- _Requirements_:
The records that follow are to be transcribed in full, without their images.

>> begin

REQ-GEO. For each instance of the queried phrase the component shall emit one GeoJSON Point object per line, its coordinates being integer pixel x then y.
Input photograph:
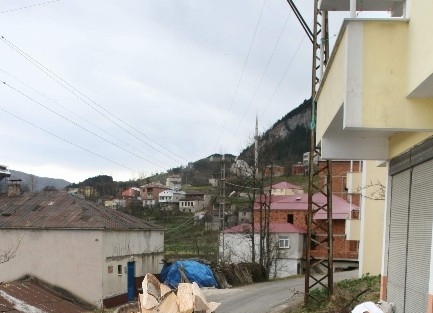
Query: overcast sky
{"type": "Point", "coordinates": [134, 87]}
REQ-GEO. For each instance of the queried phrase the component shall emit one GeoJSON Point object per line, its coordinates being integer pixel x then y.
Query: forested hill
{"type": "Point", "coordinates": [285, 142]}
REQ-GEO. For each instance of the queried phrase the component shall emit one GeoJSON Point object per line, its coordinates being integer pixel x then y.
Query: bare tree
{"type": "Point", "coordinates": [9, 253]}
{"type": "Point", "coordinates": [373, 191]}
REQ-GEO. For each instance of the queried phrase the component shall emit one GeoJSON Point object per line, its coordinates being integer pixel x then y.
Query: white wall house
{"type": "Point", "coordinates": [174, 182]}
{"type": "Point", "coordinates": [171, 196]}
{"type": "Point", "coordinates": [287, 243]}
{"type": "Point", "coordinates": [193, 203]}
{"type": "Point", "coordinates": [95, 253]}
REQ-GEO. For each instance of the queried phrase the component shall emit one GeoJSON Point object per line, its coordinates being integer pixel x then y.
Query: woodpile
{"type": "Point", "coordinates": [159, 298]}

>> end

- _Exercise result_:
REQ-GEO. For each instance of the queried phrase the component shall emit one GeoJSON Point object per line, its coordinates being integer pixel x then y.
Input photograph:
Query: overcast sky
{"type": "Point", "coordinates": [134, 87]}
REQ-GEO. For each instance of the queried phrase the component shall emit one GeoJSON Point object per line, its coordinates being integer pixel x then y.
Query: forested hill
{"type": "Point", "coordinates": [285, 142]}
REQ-GEO. For each instance of the queried phrase the component shall emit one GeoJSON Point object per line, its coordinates being integer pixel x then y.
Query: bare tree
{"type": "Point", "coordinates": [9, 253]}
{"type": "Point", "coordinates": [373, 191]}
REQ-GEO. For each instance of the queried phrase the component shall emit one GeoJSON Point object per line, its coordinates being integer pixel x then y.
Query: white wall house
{"type": "Point", "coordinates": [174, 182]}
{"type": "Point", "coordinates": [171, 196]}
{"type": "Point", "coordinates": [287, 243]}
{"type": "Point", "coordinates": [193, 203]}
{"type": "Point", "coordinates": [95, 253]}
REQ-GEO. For each instance of the queried phrase the component shall emit one GeoJSON Point object per line, its coordinates being integer pixel x then y.
Query: woodpile
{"type": "Point", "coordinates": [159, 298]}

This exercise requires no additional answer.